**THE REQUEST**.
Please output every line of the material as it stands, without the pictures.

**EXERCISE INPUT**.
★ ★ ★

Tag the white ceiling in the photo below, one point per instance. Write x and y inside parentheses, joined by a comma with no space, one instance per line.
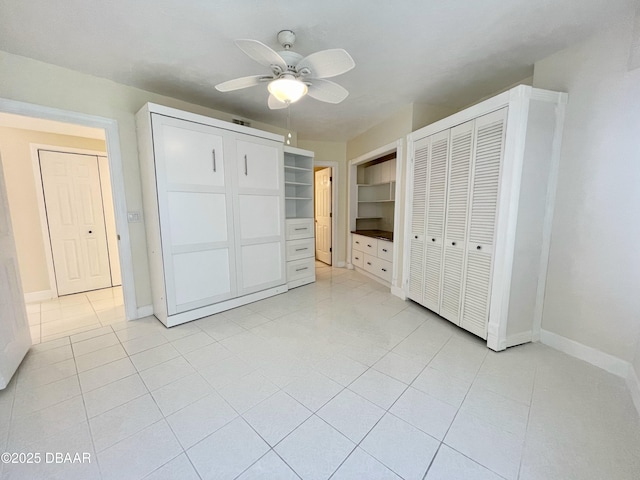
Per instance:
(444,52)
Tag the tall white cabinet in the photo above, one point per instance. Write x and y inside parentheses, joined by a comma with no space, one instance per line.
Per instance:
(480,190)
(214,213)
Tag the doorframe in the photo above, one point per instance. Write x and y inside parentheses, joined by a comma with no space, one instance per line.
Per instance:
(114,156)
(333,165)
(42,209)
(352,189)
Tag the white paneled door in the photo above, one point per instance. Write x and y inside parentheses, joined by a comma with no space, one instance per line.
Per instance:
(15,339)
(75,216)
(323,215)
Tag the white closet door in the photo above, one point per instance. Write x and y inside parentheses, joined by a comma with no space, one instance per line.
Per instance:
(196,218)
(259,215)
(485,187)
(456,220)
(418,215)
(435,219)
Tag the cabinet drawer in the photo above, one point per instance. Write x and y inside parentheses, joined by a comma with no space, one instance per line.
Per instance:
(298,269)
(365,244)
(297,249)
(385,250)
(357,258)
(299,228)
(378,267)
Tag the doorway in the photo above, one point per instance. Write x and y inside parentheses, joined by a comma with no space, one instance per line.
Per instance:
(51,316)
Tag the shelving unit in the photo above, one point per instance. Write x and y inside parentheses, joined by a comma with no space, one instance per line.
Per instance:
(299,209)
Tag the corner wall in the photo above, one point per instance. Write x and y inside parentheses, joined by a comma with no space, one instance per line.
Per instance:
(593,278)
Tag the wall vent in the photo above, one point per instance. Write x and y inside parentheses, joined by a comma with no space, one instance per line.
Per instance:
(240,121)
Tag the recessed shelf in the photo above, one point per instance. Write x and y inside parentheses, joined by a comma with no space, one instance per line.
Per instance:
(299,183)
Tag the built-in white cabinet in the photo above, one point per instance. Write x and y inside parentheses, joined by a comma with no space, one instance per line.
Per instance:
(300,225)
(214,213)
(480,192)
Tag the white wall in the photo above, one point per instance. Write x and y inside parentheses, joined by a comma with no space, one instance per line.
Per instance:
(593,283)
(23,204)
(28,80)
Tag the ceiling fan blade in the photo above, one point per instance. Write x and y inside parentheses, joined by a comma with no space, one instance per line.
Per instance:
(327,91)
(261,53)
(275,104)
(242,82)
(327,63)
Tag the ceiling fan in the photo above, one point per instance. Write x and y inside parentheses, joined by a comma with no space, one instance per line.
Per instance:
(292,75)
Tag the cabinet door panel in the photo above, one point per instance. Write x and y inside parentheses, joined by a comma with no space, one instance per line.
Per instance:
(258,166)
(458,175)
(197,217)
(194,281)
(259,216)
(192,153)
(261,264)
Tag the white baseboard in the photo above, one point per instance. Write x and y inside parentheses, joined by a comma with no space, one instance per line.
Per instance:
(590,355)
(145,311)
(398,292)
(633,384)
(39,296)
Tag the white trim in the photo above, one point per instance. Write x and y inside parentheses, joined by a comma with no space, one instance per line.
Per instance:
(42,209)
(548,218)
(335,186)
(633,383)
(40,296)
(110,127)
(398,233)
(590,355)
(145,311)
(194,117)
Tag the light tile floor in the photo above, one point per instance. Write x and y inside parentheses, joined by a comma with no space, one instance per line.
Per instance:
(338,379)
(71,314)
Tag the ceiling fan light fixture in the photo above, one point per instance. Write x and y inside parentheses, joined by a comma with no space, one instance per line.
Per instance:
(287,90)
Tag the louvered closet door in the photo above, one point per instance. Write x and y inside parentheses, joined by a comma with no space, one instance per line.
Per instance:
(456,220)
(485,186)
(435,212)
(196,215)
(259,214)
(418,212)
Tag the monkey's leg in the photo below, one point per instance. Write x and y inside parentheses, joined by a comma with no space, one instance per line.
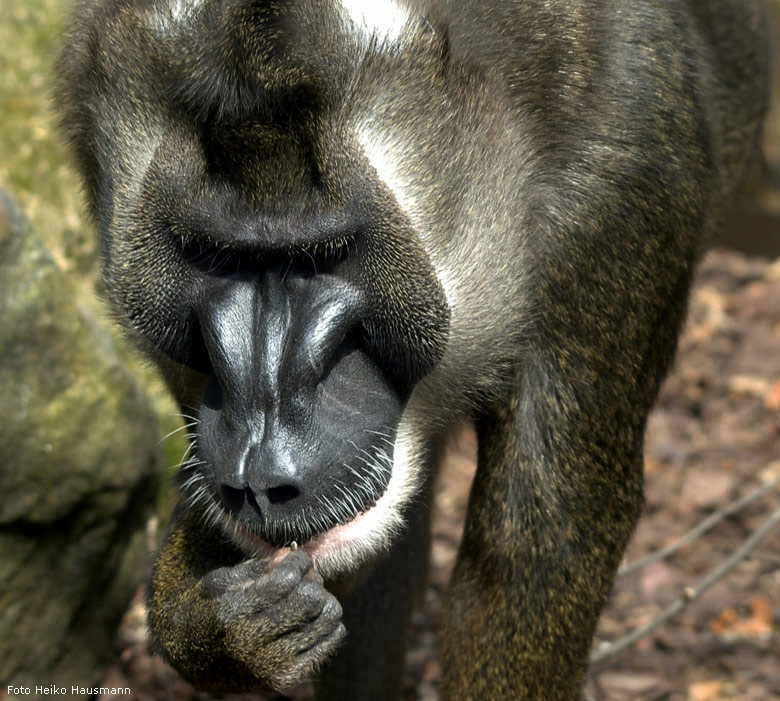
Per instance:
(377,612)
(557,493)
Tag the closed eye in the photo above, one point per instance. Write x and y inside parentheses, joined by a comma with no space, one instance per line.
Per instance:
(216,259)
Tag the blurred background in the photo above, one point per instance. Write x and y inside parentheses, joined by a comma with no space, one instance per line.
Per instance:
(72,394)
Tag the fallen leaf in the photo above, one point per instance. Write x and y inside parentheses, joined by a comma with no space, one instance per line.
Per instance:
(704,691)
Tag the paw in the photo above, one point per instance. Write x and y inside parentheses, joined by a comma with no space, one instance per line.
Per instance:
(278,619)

★ ★ ★

**RESPONSE FOR THIS EXERCISE**.
Tag the white ceiling in the photo below, one point per instance. Write x and y inside parentheses, joined by a comma with no space, one instance per line.
Per instance:
(444,52)
Tag the tall white cabinet in the photo above, one point per instance. Write x and y inside parentheses, joined by a comma with no space, one instance per line.
Per instance:
(480,190)
(214,213)
Tag the doorframe in the photo above, one point per instance. Write x and y inside parentheses, joined by a comma with no space, one instance per line.
Per instance:
(114,156)
(333,165)
(42,209)
(352,189)
Tag the white paneled door in the photo above, one point per instance. Write x and y inside parentheses, joined by a comma with no space, one instance per line.
Per instance:
(15,339)
(75,216)
(323,215)
Tag the white closet door in the photo above, one point per instance. Write x and y inside parentheses, joined by a comma with no space, one instance per line.
Per instance:
(196,218)
(259,215)
(485,187)
(456,220)
(418,215)
(435,219)
Tag the cabinet drawer in the photo above, one point per instance. Write x and y inside parentheses, joined by a comma with no space, one instance per line.
Per instance:
(298,269)
(365,244)
(297,249)
(385,250)
(357,258)
(299,228)
(378,267)
Tag the doorway in the photo above, one point per instance. Write x and y inside parentheses, joined by a comma with no space, one instance per line.
Per instance:
(51,316)
Tag the shelving unit in the photo above, one point per instance. Write x and y inside parentheses, joined by a comma with no space, one instance per line.
Per instance:
(299,209)
Tag the corner wall in the photo above, one point per instance. Write x and y inside parentheses, joined by a comma with no space, one instance per line.
Per instance:
(593,278)
Tag the wall vent in the photo above, one point per instance. Write x and y inside parentheses, joined by a comma with no space, one instance per line.
Per instance:
(240,121)
Tag the recessed shelf in the photo above, one point per instance. Write x and y inside parentheses, joined by a comma with no space, one instance per line.
Per instance:
(299,183)
Tag the built-in white cabinet in the photo above, one point per instance. Write x and y inside parentheses, joined by a comma with no space, one instance per line.
Per instance:
(300,225)
(214,213)
(480,192)
Tag the white wall in the photo above, one point per instance. Write x and y inside parentheses, joined by a comma with no space, one instance per line.
Per instance:
(593,283)
(23,204)
(28,80)
Tag the ceiling fan blade in the photo above, one point per instance. Write x and y inside parentheses, joined by a comma with no space, one instance per line.
Per instance:
(327,91)
(261,53)
(275,104)
(242,82)
(327,63)
Tag the ceiling fan in the photo above, one point per instance. Write x and y inside parentheses, joined by a comma with no space, one instance per line.
Per instance:
(292,75)
Tag the cabinet door panel in the photo above, one point per instance. Write x and y inside parentheses, joined by a comma with no space, one instance per line.
Per instance:
(258,166)
(458,175)
(197,217)
(194,281)
(259,216)
(192,153)
(261,264)
Tag the white baseboard in the photo above, one point per instance. Write x and y inside parentheses, joined by a comma with no space, one instance per line.
Per instance:
(590,355)
(145,311)
(398,292)
(633,384)
(39,296)
Tag the white trim in the photo above, one point per instance. Write x and y inside parentheses, joined by a comma with no space, one instance per line.
Per instance:
(42,209)
(548,218)
(335,186)
(633,383)
(40,296)
(110,127)
(398,233)
(590,355)
(145,311)
(194,117)
Tag the light tile floor in the photo above, one point per instance. Write x and y inside parentheses, joined by a comma with no space, one instance per line.
Per instance:
(338,379)
(71,314)
Tag the ceiling fan light fixture in the photo above, one point per instance. Write x and y inside parentheses, joined by a comma with no space, one instance per line.
Per instance:
(287,90)
Tag the louvered closet door in the photo above, one point per instance. Write x and y inside parentheses, joined by a comma with no space, one instance per line.
Per instance:
(456,220)
(485,186)
(435,212)
(196,215)
(259,214)
(418,212)
Tag the monkey's leg in the photo below, one point per instance. Write x and y inside parentheses, joined by a comma with no space, one instance per line.
Per instance:
(377,612)
(557,493)
Tag the closed eye in the photo above, one point per instance. Write x and y inside parentheses, joined by a comma with no space, one instance per line.
Per instance:
(216,259)
Tag the blurred background in the photo above, one point per instance. Write x and y inside parentheses, joined by a comma with no space, one instance per line.
Per instance:
(72,394)
Tag the fallen leaf in the photo above, one point per instance. Write x and y inside parentheses, joined by a comma with no space, one instance per line.
Per instance:
(704,691)
Tag the paw in the photo above, one point per instance. Write x and y inside parentheses, joined by a comma with no space, one instance per line.
Per instance:
(278,619)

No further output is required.